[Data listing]
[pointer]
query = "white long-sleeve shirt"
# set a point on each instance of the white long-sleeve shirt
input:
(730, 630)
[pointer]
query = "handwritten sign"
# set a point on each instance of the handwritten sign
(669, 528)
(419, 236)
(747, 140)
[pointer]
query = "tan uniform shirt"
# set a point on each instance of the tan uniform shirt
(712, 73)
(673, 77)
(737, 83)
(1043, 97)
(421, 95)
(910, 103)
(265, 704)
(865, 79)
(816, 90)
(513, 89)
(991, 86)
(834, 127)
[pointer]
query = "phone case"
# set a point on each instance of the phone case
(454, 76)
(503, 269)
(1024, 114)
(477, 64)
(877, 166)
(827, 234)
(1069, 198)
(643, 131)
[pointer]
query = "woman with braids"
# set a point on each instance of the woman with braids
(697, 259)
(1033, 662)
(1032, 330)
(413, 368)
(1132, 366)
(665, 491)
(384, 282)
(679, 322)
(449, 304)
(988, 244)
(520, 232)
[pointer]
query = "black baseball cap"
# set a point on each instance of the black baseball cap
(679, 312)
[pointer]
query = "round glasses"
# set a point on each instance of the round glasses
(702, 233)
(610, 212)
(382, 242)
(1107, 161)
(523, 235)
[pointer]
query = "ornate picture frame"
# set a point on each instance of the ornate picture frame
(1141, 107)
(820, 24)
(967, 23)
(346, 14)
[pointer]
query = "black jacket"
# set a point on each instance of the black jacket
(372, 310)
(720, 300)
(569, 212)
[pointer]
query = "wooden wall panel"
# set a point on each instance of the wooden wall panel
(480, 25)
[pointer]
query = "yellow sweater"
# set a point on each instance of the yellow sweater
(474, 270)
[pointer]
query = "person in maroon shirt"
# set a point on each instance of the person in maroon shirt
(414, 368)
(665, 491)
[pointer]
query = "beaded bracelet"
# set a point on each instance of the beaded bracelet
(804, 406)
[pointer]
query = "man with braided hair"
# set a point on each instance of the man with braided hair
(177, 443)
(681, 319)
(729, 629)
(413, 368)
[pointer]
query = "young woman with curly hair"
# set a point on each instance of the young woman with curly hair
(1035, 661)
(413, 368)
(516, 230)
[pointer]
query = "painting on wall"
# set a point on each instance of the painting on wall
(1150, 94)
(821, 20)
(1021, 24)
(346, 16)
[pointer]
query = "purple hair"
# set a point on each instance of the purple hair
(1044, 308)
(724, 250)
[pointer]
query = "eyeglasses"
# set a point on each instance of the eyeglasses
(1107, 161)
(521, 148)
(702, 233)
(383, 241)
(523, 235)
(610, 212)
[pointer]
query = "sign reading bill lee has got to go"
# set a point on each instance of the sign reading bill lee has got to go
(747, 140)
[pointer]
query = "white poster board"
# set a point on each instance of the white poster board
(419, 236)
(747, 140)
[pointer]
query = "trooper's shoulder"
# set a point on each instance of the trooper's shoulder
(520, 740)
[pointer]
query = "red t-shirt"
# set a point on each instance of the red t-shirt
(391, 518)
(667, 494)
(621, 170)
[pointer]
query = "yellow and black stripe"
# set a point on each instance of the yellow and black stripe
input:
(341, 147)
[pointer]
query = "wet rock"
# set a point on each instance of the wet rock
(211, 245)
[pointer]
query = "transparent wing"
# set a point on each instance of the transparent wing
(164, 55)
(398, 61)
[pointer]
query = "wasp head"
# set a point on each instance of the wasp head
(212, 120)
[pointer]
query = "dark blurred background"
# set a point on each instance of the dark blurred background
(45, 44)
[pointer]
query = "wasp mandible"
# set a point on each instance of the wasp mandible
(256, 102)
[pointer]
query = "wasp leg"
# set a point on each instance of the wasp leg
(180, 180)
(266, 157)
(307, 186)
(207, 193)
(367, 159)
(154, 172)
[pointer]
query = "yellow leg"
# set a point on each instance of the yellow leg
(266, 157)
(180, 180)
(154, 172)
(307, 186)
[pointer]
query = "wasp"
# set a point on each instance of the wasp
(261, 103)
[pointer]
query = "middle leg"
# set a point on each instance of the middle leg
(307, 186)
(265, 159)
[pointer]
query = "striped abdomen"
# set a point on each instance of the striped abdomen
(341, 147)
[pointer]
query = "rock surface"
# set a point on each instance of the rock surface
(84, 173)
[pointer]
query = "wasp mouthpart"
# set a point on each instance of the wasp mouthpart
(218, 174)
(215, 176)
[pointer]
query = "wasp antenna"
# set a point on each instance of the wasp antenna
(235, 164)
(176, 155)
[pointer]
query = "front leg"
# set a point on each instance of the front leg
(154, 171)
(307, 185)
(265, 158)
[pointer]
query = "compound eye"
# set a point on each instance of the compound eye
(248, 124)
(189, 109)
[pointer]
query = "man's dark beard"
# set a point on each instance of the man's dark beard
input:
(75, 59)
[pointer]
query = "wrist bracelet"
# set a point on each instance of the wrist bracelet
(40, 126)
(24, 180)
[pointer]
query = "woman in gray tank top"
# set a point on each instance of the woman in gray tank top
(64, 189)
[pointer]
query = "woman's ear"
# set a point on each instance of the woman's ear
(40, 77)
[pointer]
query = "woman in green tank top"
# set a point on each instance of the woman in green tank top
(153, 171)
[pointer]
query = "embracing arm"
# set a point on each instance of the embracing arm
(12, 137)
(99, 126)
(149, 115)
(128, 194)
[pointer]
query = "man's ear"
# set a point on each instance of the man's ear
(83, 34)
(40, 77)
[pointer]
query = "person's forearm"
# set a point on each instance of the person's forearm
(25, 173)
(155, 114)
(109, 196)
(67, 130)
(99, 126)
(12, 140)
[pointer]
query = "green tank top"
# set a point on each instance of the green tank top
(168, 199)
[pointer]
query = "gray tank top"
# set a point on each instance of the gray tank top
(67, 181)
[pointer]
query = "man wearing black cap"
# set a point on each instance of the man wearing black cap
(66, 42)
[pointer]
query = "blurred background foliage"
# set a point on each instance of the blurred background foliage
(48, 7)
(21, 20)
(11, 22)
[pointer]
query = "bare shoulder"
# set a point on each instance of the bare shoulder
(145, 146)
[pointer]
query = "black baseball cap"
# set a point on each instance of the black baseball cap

§ **What you have to do**
Set down the entries above again, word for word.

§ **Written reply**
[pointer]
query = "white long-sleeve shirt"
# set a point on each instance of the white long-sleeve shirt
input:
(730, 630)
[pointer]
query = "handwritten sign"
# set a point on each instance of the handwritten sign
(669, 528)
(419, 236)
(747, 140)
[pointer]
query = "tan uniform shirt"
# set a point on each instance of the tan uniform shirt
(712, 73)
(673, 77)
(737, 83)
(1043, 97)
(421, 95)
(910, 103)
(265, 704)
(865, 79)
(816, 90)
(513, 89)
(991, 86)
(834, 127)
[pointer]
query = "phone case"
# set a point on each instance of the phone case
(454, 76)
(503, 269)
(1024, 114)
(477, 64)
(877, 166)
(827, 234)
(1069, 198)
(643, 131)
[pointer]
query = "woman with braids"
# set a point on each instance of the woman with braids
(697, 259)
(1033, 662)
(1032, 330)
(413, 368)
(1132, 366)
(665, 491)
(384, 282)
(679, 322)
(449, 304)
(988, 244)
(520, 232)
[pointer]
query = "black baseball cap"
# set a point on each instance of the black baseball cap
(679, 312)
[pointer]
query = "round glasses"
# set a point on each instance of the round glasses
(702, 233)
(610, 212)
(382, 242)
(1107, 161)
(523, 235)
[pointer]
query = "ornate picture frame"
# set a point on each instance of the ornate picture frame
(1141, 107)
(820, 24)
(967, 23)
(346, 14)
[pointer]
query = "black jacket"
# set a point on each instance of the black jacket
(372, 310)
(720, 300)
(569, 212)
[pointer]
query = "wooden wall panel"
# set a point on each instance of the wooden wall panel
(480, 25)
[pointer]
query = "yellow sweater"
# set a point on each instance of the yellow sweater
(474, 270)
[pointer]
query = "person in maroon shirt"
# set a point on each instance of the person in maroon shirt
(414, 368)
(665, 491)
[pointer]
query = "beaded bracelet"
# set a point on each instance of the beaded bracelet
(804, 406)
[pointer]
query = "man with braided hair"
# set a point on each instance of the man with braided hair
(177, 443)
(681, 319)
(729, 629)
(413, 368)
[pointer]
query = "young woman with curly hair"
# set a point on each instance of the young woman with curly hair
(1035, 661)
(413, 368)
(516, 230)
[pointer]
query = "painting on wall"
# set a point on each instance of the painting on wall
(1150, 94)
(821, 20)
(1021, 24)
(346, 16)
[pointer]
query = "purple hair"
# set a point on each instance of the purple hair
(1044, 308)
(724, 250)
[pointer]
query = "eyeglasses"
# set a point on each instance of the eyeglasses
(1107, 161)
(521, 148)
(702, 233)
(383, 241)
(523, 235)
(610, 212)
[pointer]
query = "sign reading bill lee has got to go"
# set a point on each instance of the sign reading bill lee has got to go
(747, 140)
[pointer]
query = "white poster board"
# set a point on each instance of the white poster board
(419, 236)
(747, 140)
[pointer]
query = "trooper's shoulder"
# set a point on each instance of the trooper's shoulder
(520, 740)
[pointer]
query = "red t-shirt"
# set a point on each instance of the red t-shirt
(391, 518)
(667, 494)
(621, 170)
[pointer]
query = "yellow and black stripe"
# set a point on each instance of the yellow and black stripe
input:
(341, 147)
[pointer]
query = "wet rock"
# set a point on each instance of the wet rock
(211, 245)
[pointer]
query = "transparent wing"
# set a point on each instance of the transparent wing
(164, 55)
(398, 61)
[pointer]
query = "wasp head"
# set a point on each instance of the wasp head
(212, 120)
[pointer]
query = "dark blurred background"
# set a point on each instance of the dark blurred background
(45, 44)
[pointer]
query = "wasp mandible"
# set a point on each instance of the wasp mandible
(256, 102)
[pointer]
query = "wasp leg"
# set a point on each instance of the wasp leg
(180, 180)
(266, 157)
(307, 186)
(207, 193)
(367, 159)
(154, 172)
[pointer]
query = "yellow leg"
# set a point on each instance of the yellow leg
(266, 157)
(180, 180)
(154, 172)
(307, 186)
[pointer]
query = "wasp"
# set a point on each instance of the wasp
(261, 103)
[pointer]
query = "middle leg"
# set a point on each instance of the middle leg
(307, 186)
(265, 159)
[pointer]
query = "striped abdomen"
# set a point on each instance of the striped abdomen
(341, 147)
[pointer]
query = "rock surface"
# set a point on each instance of the rock surface
(84, 173)
[pointer]
query = "wasp mouthpart"
# set a point on each instance of the wasp mouthpart
(218, 174)
(215, 176)
[pointer]
query = "wasp antenna"
# set a point on each instance of the wasp antenna
(235, 164)
(176, 155)
[pointer]
query = "front leg"
# set a point on each instance of the front leg
(154, 171)
(307, 185)
(265, 158)
[pointer]
query = "compound eye"
# set a point on each instance of the compound eye
(248, 124)
(189, 109)
[pointer]
query = "man's dark beard"
# set a point on each instance of the man's dark beard
input:
(75, 59)
[pointer]
query = "wrist bracelet"
# set a point on each instance of the wrist bracelet
(40, 126)
(24, 180)
[pointer]
query = "woman in gray tank top"
# set a point on each instance of the woman in gray tank top
(64, 189)
[pointer]
query = "woman's ear"
# set a point on each instance of the woman's ear
(40, 77)
[pointer]
query = "woman in green tank top"
# set a point on each instance of the woman in green tank top
(153, 171)
[pointer]
query = "embracing arm"
# set a point on each instance of the embracing arm
(12, 137)
(99, 126)
(149, 115)
(128, 194)
[pointer]
query = "man's ear"
# set a point on each instance of the man's ear
(83, 34)
(40, 77)
[pointer]
query = "person's forearm"
# set a point on each instance of the person's forearm
(25, 173)
(155, 114)
(109, 196)
(67, 130)
(99, 126)
(12, 140)
[pointer]
query = "green tank top"
# set a point on each instance of the green tank top
(168, 199)
[pointer]
query = "gray tank top"
# set a point on each instance of the gray tank top
(67, 181)
[pointer]
query = "man wearing black cap"
# set a point on each instance of the man wearing black cap
(66, 42)
[pointer]
query = "blurred background foliage"
# set a point on each instance of the blurred background foliage
(48, 7)
(21, 20)
(11, 22)
[pointer]
query = "bare shoulder"
# set a point on each instance of the bare shoulder
(145, 146)
[pointer]
query = "black baseball cap"
# set a point on each instance of the black baseball cap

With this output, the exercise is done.